## What to do
Copy every entry exactly as it stands, though any image it holds should stay out of the copy.

## Records contained in a dataset

▶

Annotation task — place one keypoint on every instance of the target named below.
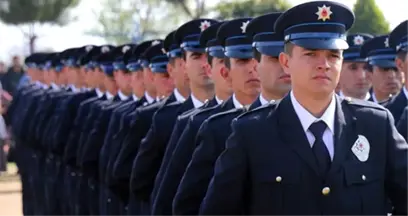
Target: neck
(358, 95)
(315, 105)
(152, 93)
(380, 96)
(201, 93)
(184, 91)
(270, 95)
(245, 99)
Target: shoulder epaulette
(266, 108)
(361, 103)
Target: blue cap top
(399, 37)
(157, 59)
(188, 34)
(105, 62)
(355, 41)
(170, 47)
(261, 30)
(119, 53)
(232, 37)
(316, 25)
(378, 52)
(208, 39)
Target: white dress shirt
(197, 103)
(237, 104)
(219, 101)
(149, 98)
(99, 93)
(109, 96)
(135, 98)
(178, 96)
(307, 119)
(122, 96)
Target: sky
(13, 42)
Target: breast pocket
(278, 186)
(365, 186)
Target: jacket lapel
(292, 133)
(344, 133)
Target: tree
(249, 8)
(31, 13)
(193, 9)
(124, 21)
(369, 18)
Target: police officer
(275, 84)
(241, 73)
(355, 81)
(386, 78)
(147, 162)
(398, 41)
(312, 153)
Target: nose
(323, 63)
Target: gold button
(326, 191)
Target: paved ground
(10, 194)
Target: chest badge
(361, 148)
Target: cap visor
(384, 63)
(322, 44)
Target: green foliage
(369, 18)
(249, 8)
(18, 12)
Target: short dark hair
(288, 48)
(227, 62)
(402, 55)
(257, 55)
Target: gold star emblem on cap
(204, 25)
(125, 49)
(386, 43)
(358, 40)
(323, 13)
(105, 49)
(154, 43)
(244, 25)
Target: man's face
(137, 83)
(176, 71)
(402, 64)
(195, 66)
(148, 79)
(354, 79)
(387, 80)
(272, 76)
(315, 72)
(164, 84)
(244, 77)
(217, 65)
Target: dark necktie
(319, 148)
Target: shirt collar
(74, 88)
(99, 93)
(109, 96)
(405, 92)
(219, 101)
(55, 86)
(306, 118)
(135, 98)
(197, 103)
(237, 104)
(178, 96)
(263, 100)
(122, 96)
(149, 98)
(367, 97)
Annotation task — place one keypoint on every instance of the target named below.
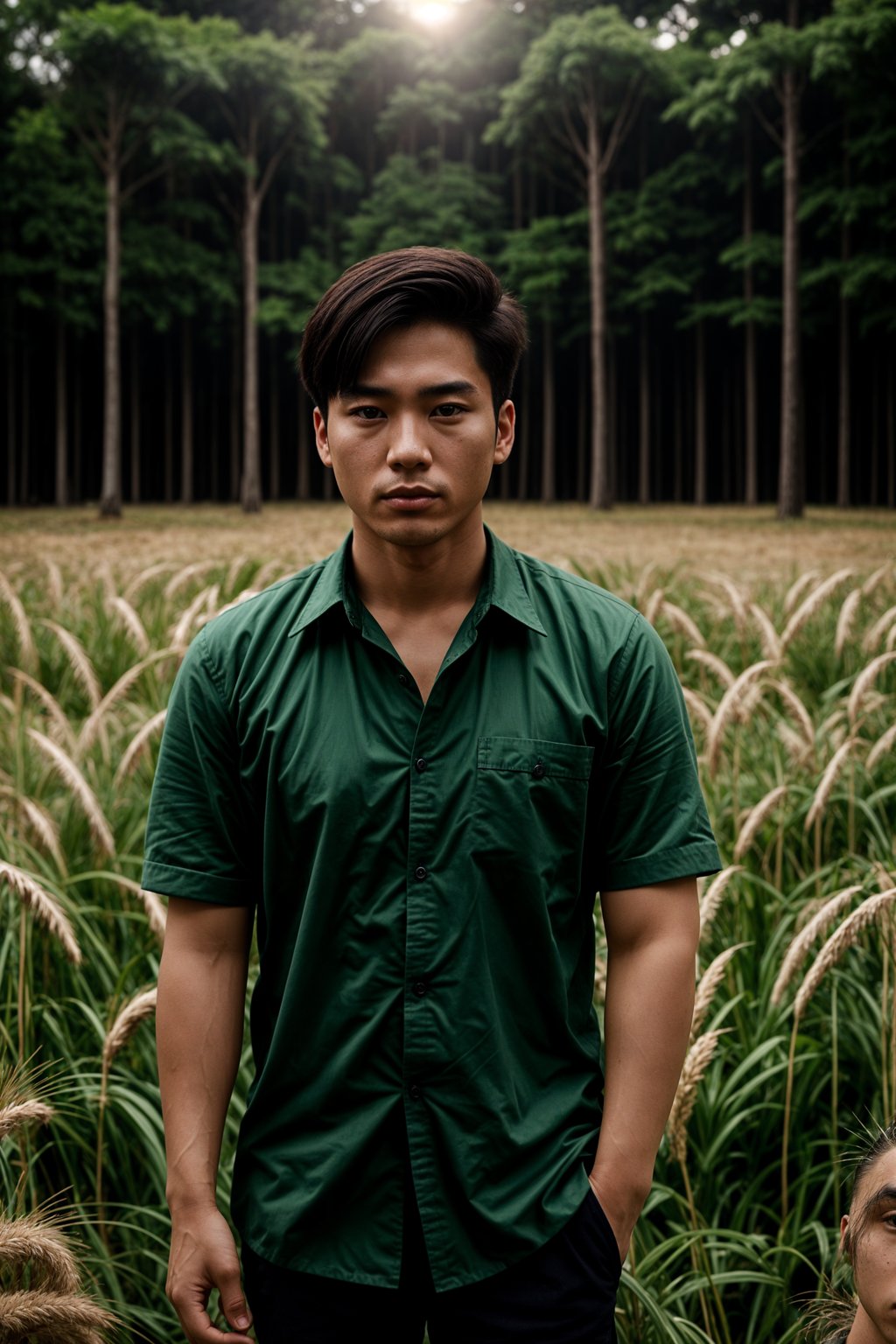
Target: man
(418, 761)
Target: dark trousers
(564, 1293)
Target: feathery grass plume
(145, 577)
(886, 744)
(798, 949)
(188, 571)
(80, 662)
(812, 604)
(680, 621)
(652, 605)
(45, 907)
(710, 898)
(863, 684)
(180, 631)
(136, 1010)
(840, 941)
(58, 717)
(798, 710)
(92, 724)
(878, 629)
(828, 781)
(124, 612)
(730, 707)
(797, 588)
(768, 636)
(707, 985)
(845, 620)
(695, 1066)
(755, 819)
(70, 774)
(54, 582)
(699, 709)
(10, 598)
(137, 744)
(57, 1318)
(38, 1243)
(878, 577)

◀

## Output for this exercise
Annotation task — place one keypoint on every instance of the target named below.
Target: neck
(358, 95)
(315, 105)
(152, 93)
(380, 96)
(201, 93)
(184, 91)
(270, 95)
(245, 99)
Target: shoulder epaulette
(266, 108)
(361, 103)
Target: blue cap top
(399, 37)
(157, 59)
(188, 34)
(105, 62)
(355, 41)
(170, 47)
(261, 30)
(119, 53)
(232, 37)
(316, 25)
(378, 52)
(208, 39)
Target: white dress shirt
(197, 103)
(237, 104)
(219, 101)
(149, 98)
(99, 93)
(109, 96)
(135, 98)
(178, 96)
(307, 119)
(122, 96)
Target: sky
(13, 42)
Target: breast pocket
(278, 186)
(365, 186)
Target: jacket lapel
(292, 133)
(344, 133)
Target: tree
(249, 8)
(31, 13)
(193, 9)
(124, 21)
(369, 18)
Target: police officer
(275, 84)
(241, 73)
(355, 81)
(386, 78)
(147, 162)
(398, 41)
(312, 153)
Target: nose
(323, 63)
Target: gold button
(326, 191)
Target: paved ground
(10, 194)
Target: chest badge
(361, 148)
Target: cap visor
(384, 63)
(322, 44)
Target: green foliage
(369, 18)
(249, 8)
(18, 12)
Target: short dark hair
(288, 48)
(227, 62)
(402, 55)
(257, 55)
Target: gold star emblem on cap
(204, 25)
(125, 49)
(386, 43)
(358, 40)
(323, 13)
(105, 49)
(154, 43)
(244, 25)
Target: man's face
(137, 83)
(176, 71)
(402, 64)
(195, 66)
(148, 79)
(354, 79)
(387, 80)
(272, 76)
(315, 72)
(164, 84)
(244, 77)
(217, 65)
Target: dark necktie
(319, 148)
Target: shirt collar
(74, 88)
(99, 93)
(109, 96)
(405, 92)
(219, 101)
(55, 86)
(306, 118)
(135, 98)
(197, 103)
(237, 104)
(178, 96)
(263, 100)
(122, 96)
(149, 98)
(367, 97)
Annotation task — place one keypoint on every instance of the target named below.
Target: man
(418, 761)
Target: dark trousers
(564, 1293)
Target: feathery grass plume
(145, 577)
(886, 744)
(798, 949)
(188, 571)
(80, 662)
(812, 604)
(680, 621)
(652, 605)
(45, 907)
(710, 898)
(863, 684)
(180, 631)
(136, 1010)
(840, 941)
(58, 717)
(798, 710)
(92, 724)
(878, 629)
(828, 781)
(124, 612)
(730, 707)
(797, 588)
(768, 636)
(707, 985)
(845, 620)
(695, 1066)
(755, 819)
(70, 774)
(54, 582)
(699, 709)
(10, 598)
(137, 744)
(57, 1318)
(38, 1243)
(878, 577)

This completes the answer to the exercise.